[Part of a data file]
▬▬▬▬▬▬▬▬▬▬

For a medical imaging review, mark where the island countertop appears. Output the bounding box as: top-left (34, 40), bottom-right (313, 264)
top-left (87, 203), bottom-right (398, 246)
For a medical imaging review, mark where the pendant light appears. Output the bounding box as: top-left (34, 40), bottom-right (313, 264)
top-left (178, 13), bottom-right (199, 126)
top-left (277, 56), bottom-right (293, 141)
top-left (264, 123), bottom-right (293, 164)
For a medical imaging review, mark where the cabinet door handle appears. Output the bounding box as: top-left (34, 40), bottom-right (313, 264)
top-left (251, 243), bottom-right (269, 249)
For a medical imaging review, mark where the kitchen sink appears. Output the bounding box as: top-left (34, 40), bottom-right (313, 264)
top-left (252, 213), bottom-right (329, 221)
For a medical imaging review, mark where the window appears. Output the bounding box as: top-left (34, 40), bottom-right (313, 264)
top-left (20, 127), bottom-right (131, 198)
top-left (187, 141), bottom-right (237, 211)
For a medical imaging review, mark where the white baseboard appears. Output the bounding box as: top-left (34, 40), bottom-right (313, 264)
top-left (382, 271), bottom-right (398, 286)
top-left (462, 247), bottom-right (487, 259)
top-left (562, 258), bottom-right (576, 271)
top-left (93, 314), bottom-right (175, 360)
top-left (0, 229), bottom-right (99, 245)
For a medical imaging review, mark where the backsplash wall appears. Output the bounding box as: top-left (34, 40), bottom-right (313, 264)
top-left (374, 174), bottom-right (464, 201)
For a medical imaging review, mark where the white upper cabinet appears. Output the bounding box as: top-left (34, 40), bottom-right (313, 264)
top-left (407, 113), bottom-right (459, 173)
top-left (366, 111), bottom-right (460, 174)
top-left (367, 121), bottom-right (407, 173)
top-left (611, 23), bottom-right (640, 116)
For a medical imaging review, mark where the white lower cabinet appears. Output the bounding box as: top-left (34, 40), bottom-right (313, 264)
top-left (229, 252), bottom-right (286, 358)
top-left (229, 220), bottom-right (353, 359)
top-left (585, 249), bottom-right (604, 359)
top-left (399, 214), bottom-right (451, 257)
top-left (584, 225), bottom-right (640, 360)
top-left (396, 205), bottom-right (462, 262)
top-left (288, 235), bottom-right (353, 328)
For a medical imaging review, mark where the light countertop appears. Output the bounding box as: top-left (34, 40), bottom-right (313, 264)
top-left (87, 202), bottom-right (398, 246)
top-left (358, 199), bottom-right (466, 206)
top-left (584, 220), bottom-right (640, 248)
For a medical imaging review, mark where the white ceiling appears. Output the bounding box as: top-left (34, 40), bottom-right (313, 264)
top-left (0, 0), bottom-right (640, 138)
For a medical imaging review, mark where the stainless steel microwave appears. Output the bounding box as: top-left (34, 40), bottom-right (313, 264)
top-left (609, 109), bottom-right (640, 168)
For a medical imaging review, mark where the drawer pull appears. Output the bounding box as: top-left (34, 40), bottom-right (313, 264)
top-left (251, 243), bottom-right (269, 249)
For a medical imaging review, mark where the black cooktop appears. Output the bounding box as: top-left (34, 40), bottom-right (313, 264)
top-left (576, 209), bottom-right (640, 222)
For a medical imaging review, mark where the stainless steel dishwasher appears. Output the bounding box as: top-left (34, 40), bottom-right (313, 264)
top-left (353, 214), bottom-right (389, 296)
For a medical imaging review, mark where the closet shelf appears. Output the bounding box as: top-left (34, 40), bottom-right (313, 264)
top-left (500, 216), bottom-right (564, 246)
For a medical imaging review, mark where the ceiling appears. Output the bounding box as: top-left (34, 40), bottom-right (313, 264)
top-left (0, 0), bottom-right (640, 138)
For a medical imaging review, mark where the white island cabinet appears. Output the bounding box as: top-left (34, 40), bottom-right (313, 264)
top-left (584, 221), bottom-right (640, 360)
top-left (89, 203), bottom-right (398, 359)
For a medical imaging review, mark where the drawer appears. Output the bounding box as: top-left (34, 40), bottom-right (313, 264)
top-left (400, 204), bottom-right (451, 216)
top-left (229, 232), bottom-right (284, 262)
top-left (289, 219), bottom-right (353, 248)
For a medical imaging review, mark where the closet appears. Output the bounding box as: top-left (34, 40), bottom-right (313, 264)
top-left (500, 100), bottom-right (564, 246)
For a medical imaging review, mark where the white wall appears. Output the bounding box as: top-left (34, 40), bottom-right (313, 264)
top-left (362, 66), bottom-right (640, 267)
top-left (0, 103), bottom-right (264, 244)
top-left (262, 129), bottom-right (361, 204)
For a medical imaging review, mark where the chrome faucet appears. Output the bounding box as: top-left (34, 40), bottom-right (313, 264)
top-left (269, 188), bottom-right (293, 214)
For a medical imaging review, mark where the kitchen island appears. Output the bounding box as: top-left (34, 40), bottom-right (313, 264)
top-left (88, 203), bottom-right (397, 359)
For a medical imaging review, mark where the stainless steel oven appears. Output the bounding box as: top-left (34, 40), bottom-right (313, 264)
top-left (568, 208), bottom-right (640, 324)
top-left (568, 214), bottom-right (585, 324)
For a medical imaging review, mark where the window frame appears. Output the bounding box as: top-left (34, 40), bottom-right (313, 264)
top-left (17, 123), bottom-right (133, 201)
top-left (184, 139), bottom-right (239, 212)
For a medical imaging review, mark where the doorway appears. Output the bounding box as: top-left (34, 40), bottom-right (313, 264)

▬▬▬▬▬▬▬▬▬▬

Recast the lines running from the one that contains "For a medical imaging review, mark where the window appears." through the one that contains "top-left (187, 141), bottom-right (237, 211)" as a JSON list of strings, one string per line and no blank lines.

[
  "For a medical imaging review, mark where the window appears. Output the bounding box as: top-left (34, 40), bottom-right (313, 264)",
  "top-left (20, 127), bottom-right (131, 198)",
  "top-left (187, 141), bottom-right (237, 211)"
]